• _Tasks_:
a – In the abstract on fragmentation of sodiated species, which ion forms are written in bracket notation? List each distinct one once.
b – In the abstract on fragmentation of sodiated species, what concentration were the solutions of pure standards prepared at?
====== Quoted passage ======
Exploring the Fragmentation of Sodiated Species Involving Covalent-Bond Cleavages for Metabolite Characterization.

Rationale: Electrospray (ESI), the most popular desorption/ionization technique used in mass spectrometry-based metabolomics, generates both protonated and deprotonated molecules, as well as adduct ions, sodium being the most frequent monoatomic cation entering their composition. With the spread and generalization of untargeted data-dependent and independent tandem mass spectrometry experiments, considering product ion spectra of sodium-containing entities appears relevant to complement fragmentation information of their protonated and deprotonated counterparts.

Methods: Solutions of pure standards, mainly amino and organic acids, were prepared at 1 μg/mL and injected either by direct infusion or by flow-injection prior to ESI-MS/MS analysis. Product ion spectra of (de)protonated and sodiated molecules were recorded both in positive and negative modes on Orbitrap instruments under both non-resonant and resonant excitation conditions. Various normalized collision energies (NCE) were applied and the resulting collisional spectra were analyzed.

Results: Examination of the resulting collisional spectra clearly revealed that fragmentation of sodiated ion species may produce spectra significantly different from [M + H]⁺ or [M - H]^-. They can be highly informative and result from specific fragmentation mechanisms based on covalent bond cleavages (CBCs) compared to protonated or deprotonated molecules. These specific CBCs involving sodium retention either in product ions or in neutral losses have been investigated and seem to occur when the sodium cation is involved in an ion-ion type interaction within the structure.

Conclusions: Overall, we show, using representative examples of biologically relevant metabolites, the benefits of considering MS/MS data generated from sodiated entities, in addition to [M + H]⁺ and [M - H]^- collisional data, to improve metabolite identification. The differentiation of four positional isomers is a striking illustration of the power of fragmentation information obtained with species of the [M - 2H + Na]^- form. Considering the number of metabolites featuring chemical groups capable of interacting with Na⁺, systematic integration of these data into annotation workflows should be considered.
====== Dataset content ======
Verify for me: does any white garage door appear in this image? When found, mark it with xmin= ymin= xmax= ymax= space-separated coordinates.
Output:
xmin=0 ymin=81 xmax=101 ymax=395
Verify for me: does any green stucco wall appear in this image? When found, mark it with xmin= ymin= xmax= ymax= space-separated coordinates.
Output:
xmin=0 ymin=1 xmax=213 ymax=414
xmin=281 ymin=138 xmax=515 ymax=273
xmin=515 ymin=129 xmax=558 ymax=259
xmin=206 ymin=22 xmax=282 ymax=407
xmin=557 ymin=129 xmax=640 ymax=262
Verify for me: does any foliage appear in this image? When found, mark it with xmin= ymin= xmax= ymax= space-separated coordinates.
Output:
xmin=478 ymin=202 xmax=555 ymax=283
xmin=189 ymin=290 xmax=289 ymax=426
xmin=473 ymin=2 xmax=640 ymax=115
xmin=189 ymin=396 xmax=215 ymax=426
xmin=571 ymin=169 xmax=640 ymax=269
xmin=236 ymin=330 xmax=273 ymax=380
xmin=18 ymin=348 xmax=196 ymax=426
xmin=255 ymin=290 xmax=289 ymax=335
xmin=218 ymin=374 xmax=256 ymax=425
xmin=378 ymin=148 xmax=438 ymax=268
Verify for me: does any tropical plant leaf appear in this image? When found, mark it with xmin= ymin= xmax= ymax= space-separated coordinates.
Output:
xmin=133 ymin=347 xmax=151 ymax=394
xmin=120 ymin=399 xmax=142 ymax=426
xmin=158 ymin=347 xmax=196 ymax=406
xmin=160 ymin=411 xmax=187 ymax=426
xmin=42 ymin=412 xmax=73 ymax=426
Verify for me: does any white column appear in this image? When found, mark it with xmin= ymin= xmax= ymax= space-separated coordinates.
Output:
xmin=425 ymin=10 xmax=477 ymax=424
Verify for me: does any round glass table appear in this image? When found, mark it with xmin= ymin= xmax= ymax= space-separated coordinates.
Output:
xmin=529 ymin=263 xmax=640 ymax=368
======
• _Answers by item number_:
a –
[M + H]⁺
[M - H]^-
[M - 2H + Na]^-

b – 1 μg/mL